COMPITI DA SVOLGERE:
**A.** Trascrivi fedelmente il passo del testo su Mainländer da "Georg Büchner, Leonce" a "Era il 1876.".
**B.** Rispondi alle domande seguenti in base al testo su Mainländer:
(i) In che anno fu ritrovato nel suo alloggio?
(ii) Come si chiamava la sorella che lo seguì nel 1891?
(iii) Quale impiego aveva da giovane in Italia?
**C.** Fornisci il seguito del testo su Mainländer, partendo subito dopo l'ultima frase riportata.

____ TESTO CITATO

18 Settembre 2024

Uccisore di Dio per amore di Dio. Philipp Mainländer, il cavaliere dell’estinzione

Non è vero che il mondo è un messia crocifisso, il sole la sua corona di spine, le stelle i chiodi e la lancia conficcati nei suoi piedi e nel suo costato?

Georg Büchner, Leonce e Lena

Non siamo troppo severi coi filosofi quando, messa la firma in calce all’opera, la sentono già trampolino per la gloria.

Che tocca ai grandi, forse. Ai mediocri, agli accademici, l’“ebbrezza” della citazione a margine, in bibliografìa, sua versione tutta moderna a buon mercato. Non ce ne vogliano però se incliniamo verso chi, più-che-filosofo, dell’opera sua ha fatto uso assai diverso.

Quando lo ritrovarono nel suo alloggio, Philippe Batz, fattosi Mainländer per amor di città natale, penzolava sopra la sua, Die Philosophie der Erlösung, nuova di tipografìa. Copie impilate con cura, ad uso di rialzo da impiccando, trampolino non a glorie intramondane ma al passo ultimo, identità di pensiero e vita, la Redenzione (Erlösung).

Era il 1876.

1891, una sorella, Minna, apostola della prima ora, curatrice-custode degli ipsissima verba del redento”, lo segue in fervente imitatio. Altro che la  Förster-Nietzsche…

*

Giovane impiegato di banca in Italia, in stupor da Napoli e costiera amalfitana, ancora componeva liriche di suono semplice e mesto, Lenau appena ristorato da calor mediterraneo:

“Oh alba tra i monti di Sorrento,

Saluto dolce a vita più serena,

Quanto rinfranchi! Di rinnovata allegria mi riempi!”

________
____ ELENCO DEI RECORD

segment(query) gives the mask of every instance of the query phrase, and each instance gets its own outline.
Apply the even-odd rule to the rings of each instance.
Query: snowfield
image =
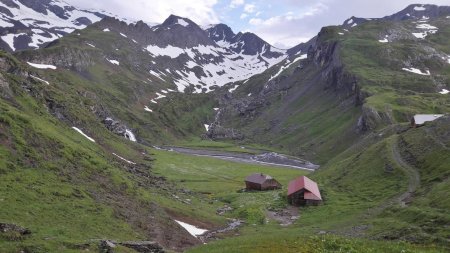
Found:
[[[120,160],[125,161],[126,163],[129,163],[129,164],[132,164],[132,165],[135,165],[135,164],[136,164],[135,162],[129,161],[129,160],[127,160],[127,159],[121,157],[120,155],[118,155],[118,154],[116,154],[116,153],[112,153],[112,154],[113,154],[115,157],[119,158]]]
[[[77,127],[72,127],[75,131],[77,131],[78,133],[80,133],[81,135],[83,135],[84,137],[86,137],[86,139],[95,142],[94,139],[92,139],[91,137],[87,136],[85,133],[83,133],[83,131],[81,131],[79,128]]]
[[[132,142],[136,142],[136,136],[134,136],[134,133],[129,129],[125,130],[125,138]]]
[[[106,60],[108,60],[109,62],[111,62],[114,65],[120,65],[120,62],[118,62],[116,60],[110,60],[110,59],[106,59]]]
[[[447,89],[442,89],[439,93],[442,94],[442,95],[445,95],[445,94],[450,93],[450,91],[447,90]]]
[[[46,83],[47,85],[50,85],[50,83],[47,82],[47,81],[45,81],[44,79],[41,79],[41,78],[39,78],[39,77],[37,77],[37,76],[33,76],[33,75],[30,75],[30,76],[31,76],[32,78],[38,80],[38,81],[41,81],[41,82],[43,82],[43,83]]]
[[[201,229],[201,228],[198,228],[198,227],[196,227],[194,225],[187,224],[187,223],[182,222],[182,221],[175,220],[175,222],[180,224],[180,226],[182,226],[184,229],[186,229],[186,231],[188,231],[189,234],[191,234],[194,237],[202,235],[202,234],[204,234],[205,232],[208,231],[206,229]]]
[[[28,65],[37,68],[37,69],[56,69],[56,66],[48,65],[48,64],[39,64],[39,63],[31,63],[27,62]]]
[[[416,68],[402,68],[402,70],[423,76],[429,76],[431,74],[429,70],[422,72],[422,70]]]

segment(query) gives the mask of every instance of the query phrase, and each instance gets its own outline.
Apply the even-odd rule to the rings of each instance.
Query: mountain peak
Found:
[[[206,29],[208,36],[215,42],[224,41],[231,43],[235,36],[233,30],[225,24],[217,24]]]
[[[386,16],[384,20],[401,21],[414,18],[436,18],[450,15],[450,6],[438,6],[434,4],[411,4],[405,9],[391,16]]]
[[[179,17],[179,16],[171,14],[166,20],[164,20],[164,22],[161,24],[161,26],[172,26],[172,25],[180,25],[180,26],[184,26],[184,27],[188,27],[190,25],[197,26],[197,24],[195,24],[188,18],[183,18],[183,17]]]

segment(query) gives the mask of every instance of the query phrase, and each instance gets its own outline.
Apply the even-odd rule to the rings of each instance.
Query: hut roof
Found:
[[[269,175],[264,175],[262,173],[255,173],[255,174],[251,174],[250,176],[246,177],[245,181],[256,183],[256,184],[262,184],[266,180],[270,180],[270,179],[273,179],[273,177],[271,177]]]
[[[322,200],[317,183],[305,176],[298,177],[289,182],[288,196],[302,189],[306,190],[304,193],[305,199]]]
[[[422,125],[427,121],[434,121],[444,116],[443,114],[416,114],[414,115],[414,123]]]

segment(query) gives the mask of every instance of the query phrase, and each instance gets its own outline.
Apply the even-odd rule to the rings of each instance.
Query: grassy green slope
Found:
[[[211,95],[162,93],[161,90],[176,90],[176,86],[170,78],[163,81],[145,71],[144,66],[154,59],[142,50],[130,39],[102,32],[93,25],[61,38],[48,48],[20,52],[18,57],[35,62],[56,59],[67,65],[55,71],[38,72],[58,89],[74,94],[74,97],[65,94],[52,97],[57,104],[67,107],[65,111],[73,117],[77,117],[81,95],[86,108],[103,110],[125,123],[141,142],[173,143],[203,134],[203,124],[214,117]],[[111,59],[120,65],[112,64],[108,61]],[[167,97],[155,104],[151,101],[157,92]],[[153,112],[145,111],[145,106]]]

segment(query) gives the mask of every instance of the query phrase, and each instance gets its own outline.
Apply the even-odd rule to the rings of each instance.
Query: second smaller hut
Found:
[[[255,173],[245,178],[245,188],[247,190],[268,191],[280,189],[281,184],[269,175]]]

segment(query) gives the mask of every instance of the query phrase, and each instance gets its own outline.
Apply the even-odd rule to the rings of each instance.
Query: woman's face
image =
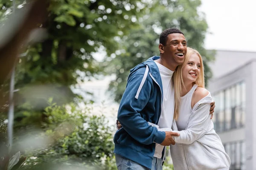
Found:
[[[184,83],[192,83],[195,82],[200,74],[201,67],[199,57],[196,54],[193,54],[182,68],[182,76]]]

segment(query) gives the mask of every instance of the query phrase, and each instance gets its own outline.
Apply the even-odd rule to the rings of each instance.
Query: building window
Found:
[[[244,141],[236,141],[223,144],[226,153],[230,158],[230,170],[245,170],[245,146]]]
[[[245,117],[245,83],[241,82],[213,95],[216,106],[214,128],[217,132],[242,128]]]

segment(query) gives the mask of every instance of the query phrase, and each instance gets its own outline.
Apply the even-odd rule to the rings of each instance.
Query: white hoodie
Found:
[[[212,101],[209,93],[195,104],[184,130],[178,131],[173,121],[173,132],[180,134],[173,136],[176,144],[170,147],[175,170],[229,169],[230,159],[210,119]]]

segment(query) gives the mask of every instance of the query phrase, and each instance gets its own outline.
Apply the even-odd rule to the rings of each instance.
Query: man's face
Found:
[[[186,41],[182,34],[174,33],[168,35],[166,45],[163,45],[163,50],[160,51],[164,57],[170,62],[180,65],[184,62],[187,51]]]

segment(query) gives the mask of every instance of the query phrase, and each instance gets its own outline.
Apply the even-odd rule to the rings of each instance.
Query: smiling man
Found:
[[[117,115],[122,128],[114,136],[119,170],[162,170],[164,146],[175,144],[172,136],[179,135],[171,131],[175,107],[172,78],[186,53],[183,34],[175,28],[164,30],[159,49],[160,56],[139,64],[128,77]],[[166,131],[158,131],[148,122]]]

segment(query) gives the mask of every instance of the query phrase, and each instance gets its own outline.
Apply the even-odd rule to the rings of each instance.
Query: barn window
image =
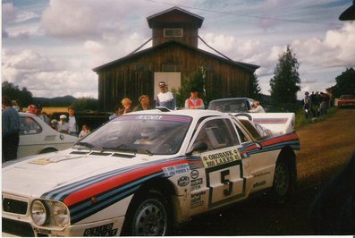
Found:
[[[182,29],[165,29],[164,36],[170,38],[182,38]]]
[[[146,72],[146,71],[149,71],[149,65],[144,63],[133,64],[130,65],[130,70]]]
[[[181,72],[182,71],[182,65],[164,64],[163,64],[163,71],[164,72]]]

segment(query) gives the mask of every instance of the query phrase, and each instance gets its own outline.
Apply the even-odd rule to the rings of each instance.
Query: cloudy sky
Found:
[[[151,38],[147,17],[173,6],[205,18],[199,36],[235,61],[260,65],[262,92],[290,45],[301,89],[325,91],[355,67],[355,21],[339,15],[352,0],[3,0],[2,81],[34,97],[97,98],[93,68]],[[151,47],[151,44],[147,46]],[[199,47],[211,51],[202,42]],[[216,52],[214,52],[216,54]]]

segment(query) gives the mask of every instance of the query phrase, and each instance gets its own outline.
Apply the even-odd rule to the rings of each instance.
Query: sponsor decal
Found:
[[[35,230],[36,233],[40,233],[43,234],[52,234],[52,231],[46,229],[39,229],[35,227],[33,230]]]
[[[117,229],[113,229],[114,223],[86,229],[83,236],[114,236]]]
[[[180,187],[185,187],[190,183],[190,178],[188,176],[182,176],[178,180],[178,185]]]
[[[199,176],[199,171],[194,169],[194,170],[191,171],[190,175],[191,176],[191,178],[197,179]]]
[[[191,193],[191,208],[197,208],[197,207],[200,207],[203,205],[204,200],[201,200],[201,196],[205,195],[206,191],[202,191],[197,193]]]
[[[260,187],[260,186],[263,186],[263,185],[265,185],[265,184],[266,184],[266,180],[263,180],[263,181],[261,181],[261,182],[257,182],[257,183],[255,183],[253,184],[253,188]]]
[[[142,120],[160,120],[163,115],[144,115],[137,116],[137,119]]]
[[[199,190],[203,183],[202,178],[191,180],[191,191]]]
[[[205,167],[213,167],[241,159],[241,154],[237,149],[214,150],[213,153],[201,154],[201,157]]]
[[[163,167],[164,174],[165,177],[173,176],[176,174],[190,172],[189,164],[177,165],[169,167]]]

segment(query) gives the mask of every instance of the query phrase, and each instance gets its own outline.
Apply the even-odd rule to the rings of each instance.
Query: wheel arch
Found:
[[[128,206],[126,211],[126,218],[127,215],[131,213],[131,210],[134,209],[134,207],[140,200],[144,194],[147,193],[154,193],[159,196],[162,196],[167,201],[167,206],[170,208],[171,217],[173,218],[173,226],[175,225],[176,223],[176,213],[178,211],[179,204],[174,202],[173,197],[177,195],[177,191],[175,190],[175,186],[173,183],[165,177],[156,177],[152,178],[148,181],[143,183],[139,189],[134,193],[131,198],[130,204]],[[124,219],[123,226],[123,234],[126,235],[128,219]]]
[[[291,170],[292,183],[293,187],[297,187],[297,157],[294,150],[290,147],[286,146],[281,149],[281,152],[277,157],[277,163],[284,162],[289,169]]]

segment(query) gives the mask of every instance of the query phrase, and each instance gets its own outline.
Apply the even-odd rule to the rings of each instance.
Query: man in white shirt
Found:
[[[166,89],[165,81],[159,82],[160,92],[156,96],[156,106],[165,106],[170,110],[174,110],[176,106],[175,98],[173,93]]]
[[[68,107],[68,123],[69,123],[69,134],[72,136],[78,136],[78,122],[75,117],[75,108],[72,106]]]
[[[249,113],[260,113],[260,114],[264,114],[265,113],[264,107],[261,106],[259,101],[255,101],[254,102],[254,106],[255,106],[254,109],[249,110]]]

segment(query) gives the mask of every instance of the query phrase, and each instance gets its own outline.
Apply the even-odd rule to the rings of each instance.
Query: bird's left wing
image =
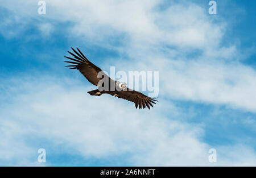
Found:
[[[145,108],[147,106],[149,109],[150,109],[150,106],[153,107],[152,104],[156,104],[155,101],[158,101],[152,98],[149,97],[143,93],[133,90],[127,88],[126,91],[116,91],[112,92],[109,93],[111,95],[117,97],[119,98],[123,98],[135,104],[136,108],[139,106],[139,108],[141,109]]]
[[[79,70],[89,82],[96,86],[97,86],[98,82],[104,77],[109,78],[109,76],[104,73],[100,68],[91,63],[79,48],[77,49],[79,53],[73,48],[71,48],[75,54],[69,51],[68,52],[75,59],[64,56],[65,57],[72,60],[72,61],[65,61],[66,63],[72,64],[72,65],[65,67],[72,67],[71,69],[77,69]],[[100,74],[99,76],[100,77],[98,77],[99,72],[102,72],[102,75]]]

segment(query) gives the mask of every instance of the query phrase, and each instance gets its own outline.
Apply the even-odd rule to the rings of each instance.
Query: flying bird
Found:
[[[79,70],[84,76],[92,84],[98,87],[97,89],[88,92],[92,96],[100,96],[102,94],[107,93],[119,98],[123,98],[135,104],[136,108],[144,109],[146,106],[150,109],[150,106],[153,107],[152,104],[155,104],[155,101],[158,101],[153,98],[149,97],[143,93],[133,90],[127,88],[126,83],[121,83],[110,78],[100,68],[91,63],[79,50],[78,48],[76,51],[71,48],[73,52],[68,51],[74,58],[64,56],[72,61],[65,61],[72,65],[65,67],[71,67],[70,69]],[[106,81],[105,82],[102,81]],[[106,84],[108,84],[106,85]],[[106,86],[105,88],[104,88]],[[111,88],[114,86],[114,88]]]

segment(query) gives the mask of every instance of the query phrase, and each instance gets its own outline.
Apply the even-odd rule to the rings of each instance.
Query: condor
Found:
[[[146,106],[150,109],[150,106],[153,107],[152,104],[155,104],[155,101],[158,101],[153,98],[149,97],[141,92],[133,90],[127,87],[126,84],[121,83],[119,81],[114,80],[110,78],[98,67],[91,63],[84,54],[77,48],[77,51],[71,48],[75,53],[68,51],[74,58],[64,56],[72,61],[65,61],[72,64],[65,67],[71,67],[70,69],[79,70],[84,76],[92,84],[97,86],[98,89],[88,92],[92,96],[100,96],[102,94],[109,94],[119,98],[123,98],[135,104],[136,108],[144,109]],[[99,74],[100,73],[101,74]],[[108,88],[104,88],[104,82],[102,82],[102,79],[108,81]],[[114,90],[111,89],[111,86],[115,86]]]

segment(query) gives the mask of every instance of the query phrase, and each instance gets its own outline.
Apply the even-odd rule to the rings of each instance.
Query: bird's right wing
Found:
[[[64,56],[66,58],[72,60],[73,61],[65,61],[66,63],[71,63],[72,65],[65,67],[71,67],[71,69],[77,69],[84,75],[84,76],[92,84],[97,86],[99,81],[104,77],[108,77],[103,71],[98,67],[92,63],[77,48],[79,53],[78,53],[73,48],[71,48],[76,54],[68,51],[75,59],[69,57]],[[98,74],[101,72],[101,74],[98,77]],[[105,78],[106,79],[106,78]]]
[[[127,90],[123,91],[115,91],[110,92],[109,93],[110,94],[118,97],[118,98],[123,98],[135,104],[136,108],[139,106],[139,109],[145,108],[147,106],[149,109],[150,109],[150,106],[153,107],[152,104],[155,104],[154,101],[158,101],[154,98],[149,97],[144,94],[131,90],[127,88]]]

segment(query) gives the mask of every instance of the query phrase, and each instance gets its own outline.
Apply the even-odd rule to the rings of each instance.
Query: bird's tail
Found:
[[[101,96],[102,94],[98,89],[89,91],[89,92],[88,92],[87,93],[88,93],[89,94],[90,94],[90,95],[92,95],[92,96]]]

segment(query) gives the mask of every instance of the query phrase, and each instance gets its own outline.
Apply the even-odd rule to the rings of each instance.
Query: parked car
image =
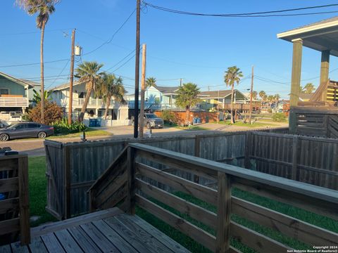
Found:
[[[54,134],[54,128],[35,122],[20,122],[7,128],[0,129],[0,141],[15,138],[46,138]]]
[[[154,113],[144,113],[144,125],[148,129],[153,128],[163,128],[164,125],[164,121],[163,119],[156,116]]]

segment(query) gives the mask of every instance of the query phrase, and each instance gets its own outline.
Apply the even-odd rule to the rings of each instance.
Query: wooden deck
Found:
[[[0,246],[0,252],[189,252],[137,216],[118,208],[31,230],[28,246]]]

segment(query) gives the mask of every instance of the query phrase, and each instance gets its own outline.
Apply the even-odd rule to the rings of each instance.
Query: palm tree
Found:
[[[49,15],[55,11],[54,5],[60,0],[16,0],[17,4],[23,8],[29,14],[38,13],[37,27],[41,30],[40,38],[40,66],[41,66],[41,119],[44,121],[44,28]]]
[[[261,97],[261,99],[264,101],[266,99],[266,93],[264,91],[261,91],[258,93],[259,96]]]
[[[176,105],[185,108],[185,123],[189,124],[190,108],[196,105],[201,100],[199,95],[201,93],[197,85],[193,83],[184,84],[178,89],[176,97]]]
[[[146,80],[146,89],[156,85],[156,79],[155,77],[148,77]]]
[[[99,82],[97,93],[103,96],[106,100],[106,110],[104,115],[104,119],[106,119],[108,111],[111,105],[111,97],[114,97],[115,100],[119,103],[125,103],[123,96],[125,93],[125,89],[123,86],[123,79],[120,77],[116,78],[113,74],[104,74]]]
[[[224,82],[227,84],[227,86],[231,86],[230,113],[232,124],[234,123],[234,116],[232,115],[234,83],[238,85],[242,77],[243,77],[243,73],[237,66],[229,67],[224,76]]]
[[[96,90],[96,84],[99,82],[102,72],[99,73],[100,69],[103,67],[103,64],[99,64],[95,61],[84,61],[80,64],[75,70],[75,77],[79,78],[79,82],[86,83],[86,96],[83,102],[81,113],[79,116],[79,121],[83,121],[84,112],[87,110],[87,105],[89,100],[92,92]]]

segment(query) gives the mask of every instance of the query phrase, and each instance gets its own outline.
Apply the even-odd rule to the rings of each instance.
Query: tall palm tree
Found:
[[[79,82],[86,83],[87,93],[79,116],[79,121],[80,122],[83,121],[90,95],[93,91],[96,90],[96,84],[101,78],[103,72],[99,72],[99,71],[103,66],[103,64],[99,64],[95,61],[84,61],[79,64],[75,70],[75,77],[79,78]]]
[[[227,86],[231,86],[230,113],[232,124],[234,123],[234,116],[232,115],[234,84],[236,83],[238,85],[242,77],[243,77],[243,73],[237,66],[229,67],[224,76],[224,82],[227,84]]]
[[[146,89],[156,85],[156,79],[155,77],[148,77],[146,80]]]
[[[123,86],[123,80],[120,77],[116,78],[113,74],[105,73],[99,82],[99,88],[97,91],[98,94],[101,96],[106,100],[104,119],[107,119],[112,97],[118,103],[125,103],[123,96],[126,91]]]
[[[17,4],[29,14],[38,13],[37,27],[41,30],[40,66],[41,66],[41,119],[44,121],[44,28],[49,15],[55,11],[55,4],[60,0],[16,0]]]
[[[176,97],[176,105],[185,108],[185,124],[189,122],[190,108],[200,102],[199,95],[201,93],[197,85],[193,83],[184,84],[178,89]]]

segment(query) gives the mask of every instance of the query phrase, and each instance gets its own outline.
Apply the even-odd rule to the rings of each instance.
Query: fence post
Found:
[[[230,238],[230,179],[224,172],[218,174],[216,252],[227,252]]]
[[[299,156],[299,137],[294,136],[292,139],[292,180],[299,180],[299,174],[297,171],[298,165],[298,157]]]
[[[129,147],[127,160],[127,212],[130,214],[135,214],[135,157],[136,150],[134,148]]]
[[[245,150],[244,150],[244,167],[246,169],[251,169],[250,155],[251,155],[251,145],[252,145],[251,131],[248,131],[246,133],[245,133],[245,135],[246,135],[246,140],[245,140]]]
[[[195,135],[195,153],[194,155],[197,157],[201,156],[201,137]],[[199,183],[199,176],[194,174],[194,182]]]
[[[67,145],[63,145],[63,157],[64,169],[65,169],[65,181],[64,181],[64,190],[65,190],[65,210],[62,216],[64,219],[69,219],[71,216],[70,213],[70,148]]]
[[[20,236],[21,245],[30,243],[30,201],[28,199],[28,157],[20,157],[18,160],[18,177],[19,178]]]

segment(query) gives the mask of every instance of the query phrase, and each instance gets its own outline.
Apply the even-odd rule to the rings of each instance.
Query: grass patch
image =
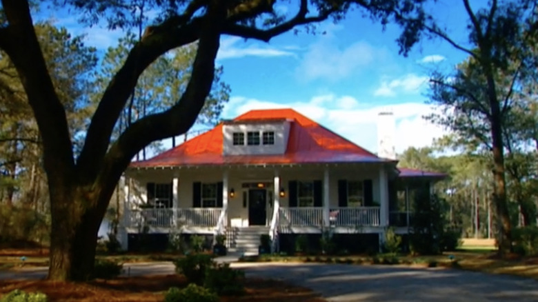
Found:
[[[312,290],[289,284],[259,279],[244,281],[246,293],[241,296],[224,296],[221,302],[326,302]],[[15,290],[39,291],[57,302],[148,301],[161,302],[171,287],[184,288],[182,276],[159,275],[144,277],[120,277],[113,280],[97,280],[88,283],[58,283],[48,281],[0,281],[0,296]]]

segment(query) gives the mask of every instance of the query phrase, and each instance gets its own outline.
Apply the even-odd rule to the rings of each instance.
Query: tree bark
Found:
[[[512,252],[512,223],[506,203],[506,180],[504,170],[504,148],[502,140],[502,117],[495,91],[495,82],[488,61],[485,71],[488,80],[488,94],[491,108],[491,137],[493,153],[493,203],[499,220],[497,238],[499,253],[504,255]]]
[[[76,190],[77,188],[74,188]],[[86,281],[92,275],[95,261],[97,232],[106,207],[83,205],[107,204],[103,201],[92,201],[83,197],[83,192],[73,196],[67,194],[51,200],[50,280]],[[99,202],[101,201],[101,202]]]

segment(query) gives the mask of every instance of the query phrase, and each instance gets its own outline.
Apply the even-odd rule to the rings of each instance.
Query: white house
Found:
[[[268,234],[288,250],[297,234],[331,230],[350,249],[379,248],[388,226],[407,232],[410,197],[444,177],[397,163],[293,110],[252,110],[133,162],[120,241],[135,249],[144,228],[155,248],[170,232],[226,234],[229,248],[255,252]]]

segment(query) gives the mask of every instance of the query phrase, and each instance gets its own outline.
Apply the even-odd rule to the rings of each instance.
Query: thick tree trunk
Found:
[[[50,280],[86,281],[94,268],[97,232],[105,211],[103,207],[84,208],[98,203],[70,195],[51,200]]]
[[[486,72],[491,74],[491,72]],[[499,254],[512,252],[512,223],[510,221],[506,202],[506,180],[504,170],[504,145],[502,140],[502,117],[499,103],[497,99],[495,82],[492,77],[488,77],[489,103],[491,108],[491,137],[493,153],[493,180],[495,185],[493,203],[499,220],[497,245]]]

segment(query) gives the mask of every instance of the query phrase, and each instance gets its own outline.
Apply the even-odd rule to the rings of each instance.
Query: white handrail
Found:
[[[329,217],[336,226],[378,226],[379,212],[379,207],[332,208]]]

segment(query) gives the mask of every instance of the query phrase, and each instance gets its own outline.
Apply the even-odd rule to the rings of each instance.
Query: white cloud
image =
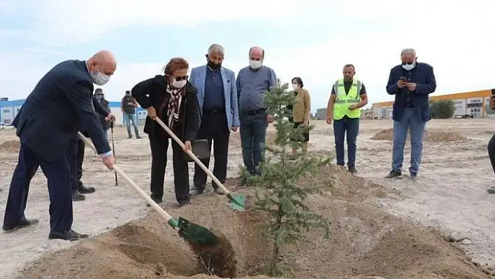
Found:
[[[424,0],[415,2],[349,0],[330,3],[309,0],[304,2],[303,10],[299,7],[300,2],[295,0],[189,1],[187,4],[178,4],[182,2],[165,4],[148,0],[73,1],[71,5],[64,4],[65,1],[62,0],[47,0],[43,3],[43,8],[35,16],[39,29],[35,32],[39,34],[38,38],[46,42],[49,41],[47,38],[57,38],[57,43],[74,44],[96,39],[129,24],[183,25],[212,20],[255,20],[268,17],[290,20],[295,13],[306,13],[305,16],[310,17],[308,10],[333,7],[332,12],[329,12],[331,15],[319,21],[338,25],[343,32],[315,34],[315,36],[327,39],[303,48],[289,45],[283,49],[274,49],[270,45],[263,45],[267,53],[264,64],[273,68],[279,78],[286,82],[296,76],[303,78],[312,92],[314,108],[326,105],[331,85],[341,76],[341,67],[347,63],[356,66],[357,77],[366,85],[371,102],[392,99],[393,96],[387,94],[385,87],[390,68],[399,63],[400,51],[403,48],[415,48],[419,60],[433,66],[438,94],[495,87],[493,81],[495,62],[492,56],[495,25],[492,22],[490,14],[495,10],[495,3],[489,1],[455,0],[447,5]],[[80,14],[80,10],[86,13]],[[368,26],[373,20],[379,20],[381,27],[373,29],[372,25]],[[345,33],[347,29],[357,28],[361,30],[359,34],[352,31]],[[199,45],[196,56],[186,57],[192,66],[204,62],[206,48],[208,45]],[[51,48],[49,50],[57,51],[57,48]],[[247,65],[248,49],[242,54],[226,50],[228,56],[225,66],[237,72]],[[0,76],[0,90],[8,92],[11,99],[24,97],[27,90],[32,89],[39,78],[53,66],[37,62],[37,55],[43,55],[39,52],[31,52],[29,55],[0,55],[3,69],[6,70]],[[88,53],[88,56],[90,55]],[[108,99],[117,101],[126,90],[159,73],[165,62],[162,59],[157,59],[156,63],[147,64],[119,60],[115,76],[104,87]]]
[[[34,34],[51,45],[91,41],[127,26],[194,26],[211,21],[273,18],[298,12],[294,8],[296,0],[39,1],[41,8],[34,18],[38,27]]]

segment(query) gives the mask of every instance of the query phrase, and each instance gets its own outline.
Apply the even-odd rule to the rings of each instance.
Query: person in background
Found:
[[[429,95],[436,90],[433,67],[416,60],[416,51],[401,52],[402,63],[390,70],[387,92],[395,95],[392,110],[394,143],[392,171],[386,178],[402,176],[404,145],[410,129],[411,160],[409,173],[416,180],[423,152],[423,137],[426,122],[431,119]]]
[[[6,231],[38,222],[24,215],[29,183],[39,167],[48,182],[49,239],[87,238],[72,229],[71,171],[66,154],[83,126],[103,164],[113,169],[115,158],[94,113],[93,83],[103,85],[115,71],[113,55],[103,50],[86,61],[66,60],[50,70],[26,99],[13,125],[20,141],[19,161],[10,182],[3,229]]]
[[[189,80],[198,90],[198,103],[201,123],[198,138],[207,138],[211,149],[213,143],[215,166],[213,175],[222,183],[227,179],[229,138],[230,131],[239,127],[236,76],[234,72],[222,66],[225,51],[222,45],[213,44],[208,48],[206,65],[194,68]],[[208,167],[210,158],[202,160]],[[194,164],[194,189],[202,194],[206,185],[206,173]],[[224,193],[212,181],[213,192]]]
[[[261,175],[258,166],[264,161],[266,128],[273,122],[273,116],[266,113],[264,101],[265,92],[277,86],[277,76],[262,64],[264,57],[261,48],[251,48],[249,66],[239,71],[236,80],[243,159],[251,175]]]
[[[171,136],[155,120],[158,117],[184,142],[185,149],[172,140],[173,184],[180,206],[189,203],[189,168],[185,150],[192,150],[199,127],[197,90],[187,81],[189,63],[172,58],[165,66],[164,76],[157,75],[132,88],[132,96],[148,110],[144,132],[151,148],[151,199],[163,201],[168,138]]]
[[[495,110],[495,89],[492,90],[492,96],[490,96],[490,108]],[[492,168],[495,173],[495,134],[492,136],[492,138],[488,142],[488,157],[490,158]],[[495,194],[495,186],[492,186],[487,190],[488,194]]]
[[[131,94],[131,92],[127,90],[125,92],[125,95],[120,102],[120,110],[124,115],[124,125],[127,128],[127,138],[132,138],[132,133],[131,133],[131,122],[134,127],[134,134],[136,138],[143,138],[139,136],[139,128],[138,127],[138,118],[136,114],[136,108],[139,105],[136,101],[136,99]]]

________

LE RISPOSTE:
**A.**
Georg Büchner, Leonce e Lena

Non siamo troppo severi coi filosofi quando, messa la firma in calce all’opera, la sentono già trampolino per la gloria.

Che tocca ai grandi, forse. Ai mediocri, agli accademici, l’“ebbrezza” della citazione a margine, in bibliografìa, sua versione tutta moderna a buon mercato. Non ce ne vogliano però se incliniamo verso chi, più-che-filosofo, dell’opera sua ha fatto uso assai diverso.

Quando lo ritrovarono nel suo alloggio, Philippe Batz, fattosi Mainländer per amor di città natale, penzolava sopra la sua, Die Philosophie der Erlösung, nuova di tipografìa. Copie impilate con cura, ad uso di rialzo da impiccando, trampolino non a glorie intramondane ma al passo ultimo, identità di pensiero e vita, la Redenzione (Erlösung).

Era il 1876.

**B.**
(i) Nel 1876.
(ii) Minna.
(iii) Era impiegato di banca.

**C.**
Ma un battito di cigliae già quel di vitale smosso dal quadretto scolorava. Una visita di rito “come s’usa tra i poeti” alla tomba di Virgilio, dove né puri suonifanfare di trombettieri riparano dal regno della Morte, e già scriveva:

“…se non la conosco, pure “sento” altra vita,
In tutto diversa a quest’inquieto
Affannoso sforzo
Di dolore e di furiosa fretta pieno”.

(Ancora inedite da noi, come l’opera maggiore, le trovate in Diario de un poeta. Aus dem Tagebuch eines Dichters, Plaza Y Valdes, 2015, in tedesco e spagnolo)

Da un po’ meditava sul Leopardi.

La communio con l’“omologo” tedesco, Schopenhauer, già letto ruminato in entusiasmo devoto, più che facile  (fallace) equazione fu questione di stimmung e com-passione. Più che educatore, il “cavaliere dallo sguardo di metallo” gli era giunto come rivelazione.

Come tale lo aveva accolto.

*

Ora smetteva il superfluo: i panni del banchiere, mai amati, le esercitazioni di poeta. Del resto, in versicoli dedicati a Camaldoli non aveva detto di avere non voce ma lacrime? Veniva il tempo della sequela, condita degli attrezzi della kritik.

Con altri discepoli di stretta osservanza, l’arcigno Bahnsen, il cripto-hegeliano Hartmann, s’ingegna tra wirkung e streben, selbstbewusstsein e sensibilität, Kant e Berkeley, professioni di ateismo “scientifico” e metodologica immanenz.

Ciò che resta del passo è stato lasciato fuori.